INSTRUCTIONS FOR THE TASK
Output the complete listing exactly, please, and keep the pictures out of it.

DATA LISTING
--------

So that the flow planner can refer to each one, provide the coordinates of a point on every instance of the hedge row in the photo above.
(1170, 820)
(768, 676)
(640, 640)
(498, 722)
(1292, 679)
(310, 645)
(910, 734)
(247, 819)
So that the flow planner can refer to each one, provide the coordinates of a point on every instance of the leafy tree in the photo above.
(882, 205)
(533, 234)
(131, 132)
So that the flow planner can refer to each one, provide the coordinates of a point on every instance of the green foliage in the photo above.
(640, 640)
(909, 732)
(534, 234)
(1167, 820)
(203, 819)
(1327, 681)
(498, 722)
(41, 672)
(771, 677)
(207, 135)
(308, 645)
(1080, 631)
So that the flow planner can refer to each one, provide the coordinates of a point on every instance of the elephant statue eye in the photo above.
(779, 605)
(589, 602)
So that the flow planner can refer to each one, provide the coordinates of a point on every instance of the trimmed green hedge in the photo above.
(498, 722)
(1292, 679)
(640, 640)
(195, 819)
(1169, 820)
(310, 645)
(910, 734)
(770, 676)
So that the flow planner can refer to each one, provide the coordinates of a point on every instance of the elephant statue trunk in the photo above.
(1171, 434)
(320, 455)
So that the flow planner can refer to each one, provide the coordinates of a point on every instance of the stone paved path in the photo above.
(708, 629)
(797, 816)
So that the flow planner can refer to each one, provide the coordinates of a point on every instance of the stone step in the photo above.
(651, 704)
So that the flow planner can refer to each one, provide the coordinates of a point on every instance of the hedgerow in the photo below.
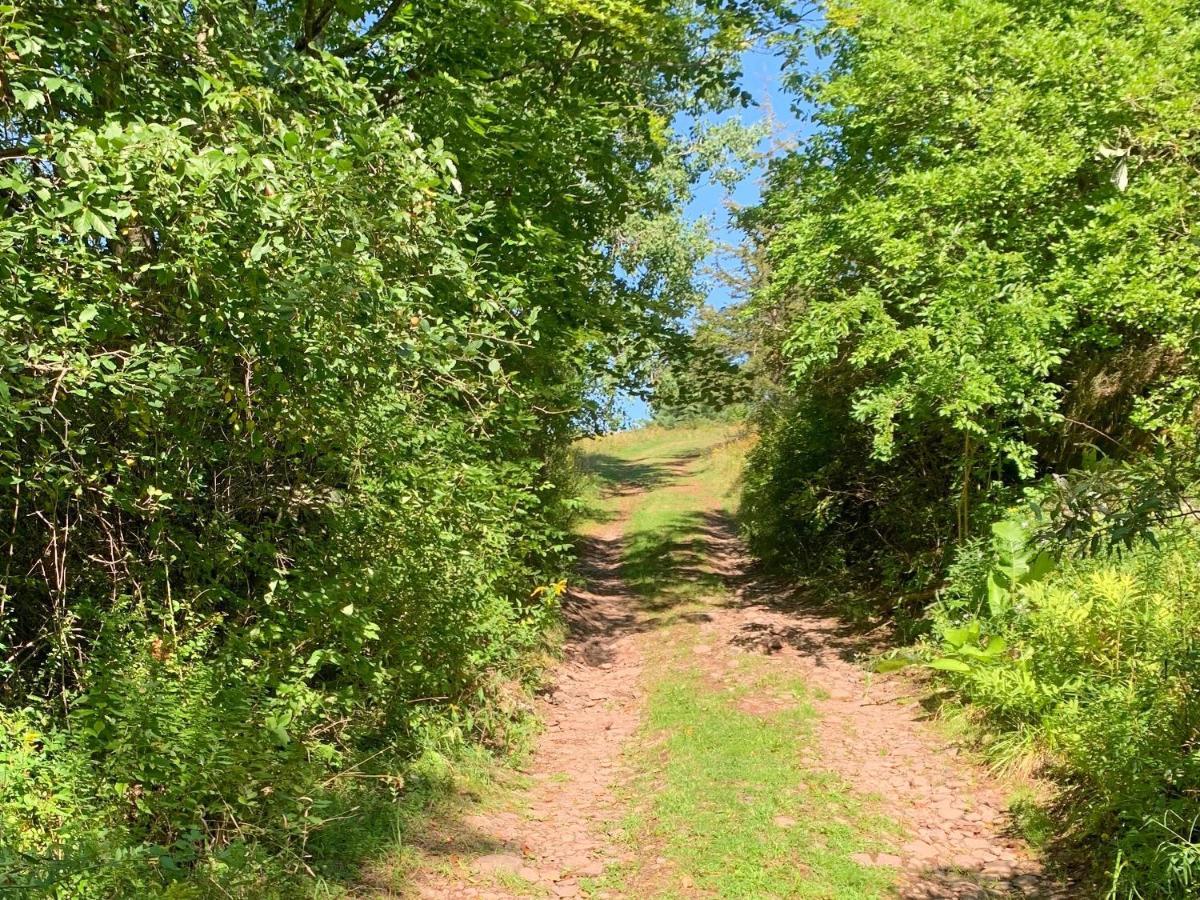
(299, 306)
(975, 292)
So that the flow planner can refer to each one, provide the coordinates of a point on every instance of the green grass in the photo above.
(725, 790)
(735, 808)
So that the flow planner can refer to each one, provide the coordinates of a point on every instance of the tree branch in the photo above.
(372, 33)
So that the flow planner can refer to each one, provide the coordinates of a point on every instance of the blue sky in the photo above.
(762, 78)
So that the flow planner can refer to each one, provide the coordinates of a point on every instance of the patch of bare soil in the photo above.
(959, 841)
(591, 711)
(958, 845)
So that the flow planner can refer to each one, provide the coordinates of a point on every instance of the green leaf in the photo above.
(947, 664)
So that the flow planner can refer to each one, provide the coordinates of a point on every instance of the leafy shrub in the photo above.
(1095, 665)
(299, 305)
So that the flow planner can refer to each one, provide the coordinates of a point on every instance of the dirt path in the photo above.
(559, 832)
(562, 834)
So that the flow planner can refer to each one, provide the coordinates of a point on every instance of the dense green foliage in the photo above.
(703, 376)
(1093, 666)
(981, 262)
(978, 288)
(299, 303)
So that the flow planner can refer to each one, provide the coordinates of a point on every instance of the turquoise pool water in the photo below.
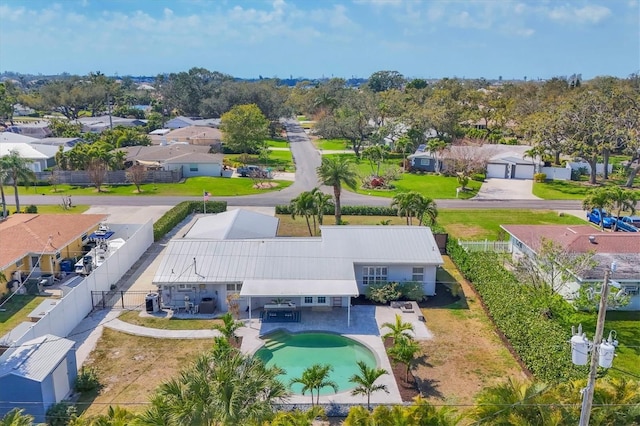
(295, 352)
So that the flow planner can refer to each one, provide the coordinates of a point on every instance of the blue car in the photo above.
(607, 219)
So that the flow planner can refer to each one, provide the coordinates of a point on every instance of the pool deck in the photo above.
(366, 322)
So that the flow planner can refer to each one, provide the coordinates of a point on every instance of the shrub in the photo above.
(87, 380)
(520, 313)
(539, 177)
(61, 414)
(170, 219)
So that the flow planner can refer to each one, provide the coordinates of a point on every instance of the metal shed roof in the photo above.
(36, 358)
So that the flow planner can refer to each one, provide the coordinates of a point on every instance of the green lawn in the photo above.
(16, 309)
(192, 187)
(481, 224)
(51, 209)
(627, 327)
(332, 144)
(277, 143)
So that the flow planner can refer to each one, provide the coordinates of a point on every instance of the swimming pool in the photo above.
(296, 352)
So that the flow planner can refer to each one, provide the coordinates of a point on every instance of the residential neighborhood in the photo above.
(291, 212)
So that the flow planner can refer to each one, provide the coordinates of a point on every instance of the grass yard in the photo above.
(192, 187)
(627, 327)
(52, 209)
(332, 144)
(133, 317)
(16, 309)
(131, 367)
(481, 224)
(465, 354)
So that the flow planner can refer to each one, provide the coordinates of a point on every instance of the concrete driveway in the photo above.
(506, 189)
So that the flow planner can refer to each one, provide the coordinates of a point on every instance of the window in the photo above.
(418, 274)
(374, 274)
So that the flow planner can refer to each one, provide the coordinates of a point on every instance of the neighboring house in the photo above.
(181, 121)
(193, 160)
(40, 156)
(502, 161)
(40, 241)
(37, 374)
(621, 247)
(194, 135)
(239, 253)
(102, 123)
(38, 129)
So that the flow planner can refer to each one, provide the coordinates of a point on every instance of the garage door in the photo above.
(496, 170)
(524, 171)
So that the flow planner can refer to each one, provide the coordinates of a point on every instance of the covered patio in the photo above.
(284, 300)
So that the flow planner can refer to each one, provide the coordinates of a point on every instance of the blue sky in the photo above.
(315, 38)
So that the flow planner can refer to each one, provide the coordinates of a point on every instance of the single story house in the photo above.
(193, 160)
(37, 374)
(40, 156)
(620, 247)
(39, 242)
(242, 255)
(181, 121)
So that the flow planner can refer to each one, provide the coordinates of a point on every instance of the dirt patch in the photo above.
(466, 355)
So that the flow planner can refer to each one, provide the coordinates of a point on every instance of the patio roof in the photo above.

--------

RESPONSE AREA
So that the flow planner can refer to each one, provide the coordinates of a point on every instance of the hedge row in the photo above.
(1170, 820)
(768, 676)
(640, 640)
(498, 722)
(1292, 679)
(310, 645)
(910, 734)
(247, 819)
So that the flow planner can refer to each one, provide the coordinates of a point on every instance of the leafy tree in the photo above.
(882, 205)
(533, 234)
(131, 132)
So that the flow planner can refer to each one, provide the coordinates of a point on every instance of the green foliage in the photo above.
(640, 640)
(909, 732)
(534, 234)
(1167, 820)
(203, 819)
(1327, 681)
(498, 722)
(41, 672)
(771, 677)
(207, 135)
(308, 645)
(1080, 631)
So that the flow planner can refer to each one, provide the coordinates of a point on every instance of the elephant statue eye in the photo above.
(779, 605)
(589, 602)
So that the flow planner can refer to each one, provide the coordinates of a point on every instance of the trimmed green hedge in the photo above.
(498, 722)
(1292, 679)
(640, 640)
(195, 819)
(1169, 820)
(310, 645)
(910, 734)
(770, 676)
So that the flow planner can refer to each one, provide the coordinates of a point on every instance of the elephant statue trunk in the photo above.
(1171, 434)
(320, 455)
So that the flow planner can refer to each one, provide the coordinates of a point on every instance of the stone paved path in the photo above.
(708, 629)
(797, 816)
So that the flow planner can refer to each one, provide the coordinates of a point on every instance of the stone step in the photo above.
(651, 704)
So that the flow planner can refer to each one, provide the coordinates of a point on every instance of the hedgerow in the photo below.
(299, 306)
(975, 292)
So that the flow planner can refer to each one, provide the coordinates of a point on every instance of the green grass in the photo above.
(725, 790)
(735, 808)
So that the flow planner can refer to each one, provide the coordinates of a point on every instance of the tree branch in the photo above.
(372, 33)
So that the flow planner can refer to each one, provide the coordinates of a point on every instance of the blue sky in the photo above.
(762, 78)
So that the flow planner can refer to each one, provide the coordinates of a point on every instance of the patch of bare soil in the photo above.
(959, 841)
(591, 711)
(958, 845)
So that the flow planner can refer to each one, provide the coordinates of a point on every instance of the green leaf in the photo above.
(947, 664)
So that the flow planner can refer to each one, provide the coordinates of a point on every instance of the leafy shrub in the photo above.
(1095, 665)
(299, 305)
So that the flow planner can refer to each one, provide the coordinates of a point on every instance of the dirt path in the photo above.
(559, 832)
(562, 834)
So that the flow planner can refer to each one, provide the coordinates of a point on every instance of the dense green foliage in the photo above.
(703, 376)
(1093, 666)
(981, 262)
(978, 288)
(299, 303)
So that the flow planner can refer to each one, provide the coordinates of a point on every instance of the turquoise pool water in the photo below.
(295, 352)
So that the flow planner can refer to each one, provide the coordinates of a point on every instance of the blue car in the photo above.
(607, 219)
So that the flow planner can refer to each one, provide the coordinates of a point on every instance of the pool deck in the photo above.
(366, 322)
So that the flow planner can refer to each one, provide the coordinates of a point on every instance of the shrub in the photo above.
(87, 380)
(520, 313)
(539, 177)
(61, 414)
(170, 219)
So that the flow planner can refer to each one, provide the coordinates of a point on every instance of the metal shed roof in the photo above.
(36, 358)
So that the flow planner can refer to each one, provide the coordinates of a point on every instance of the green lawn in the photo above.
(16, 309)
(192, 187)
(481, 224)
(51, 209)
(627, 327)
(332, 144)
(277, 143)
So that the flow planner can refer to each one, provide the coordinates of a point on every instance of the swimming pool in the photo above.
(296, 352)
So that the flow planner can refer to each one, provide the coordinates of a point on every instance of the residential neighborhood in the photo above.
(291, 212)
So that the flow planner can refer to each one, provide the coordinates of a point on every instance of the grass yard in the photo above.
(192, 187)
(627, 327)
(52, 209)
(332, 144)
(133, 317)
(16, 309)
(131, 367)
(481, 224)
(465, 354)
So that the flow planner can refer to each one, provide the coordinates of a point on every instance of the concrete driveway in the photo above.
(506, 189)
So that the flow planner can refer to each one, provide the coordinates of a point on every instance of the window in the photo above.
(418, 274)
(374, 274)
So that the flow planner can refer to each one, provide the coordinates of a point on every instance of the neighboring house in the photo above.
(181, 121)
(193, 160)
(40, 156)
(502, 161)
(40, 241)
(37, 374)
(621, 247)
(194, 135)
(239, 253)
(102, 123)
(38, 129)
So that the flow planner can refer to each one, provide the coordinates of a point on every instance of the garage door in the photo above.
(496, 170)
(524, 171)
So that the flow planner can refer to each one, provide the coordinates of a point on every instance of the covered patio in the photo above.
(284, 300)
So that the flow planner can refer to each one, provide the coordinates of a point on every instance of the blue sky in the photo above.
(315, 38)
So that the flow planner can refer to each one, provide the coordinates of a point on every instance of the single story house in the photo above.
(193, 160)
(37, 374)
(40, 156)
(620, 247)
(39, 242)
(242, 255)
(181, 121)
So that the flow planner can refer to each one, provide the coordinates of a point on every instance of the dirt patch in the photo above.
(466, 355)
So that the flow planner can refer to each one, provide the coordinates of a point on every instance of the patio roof in the photo above.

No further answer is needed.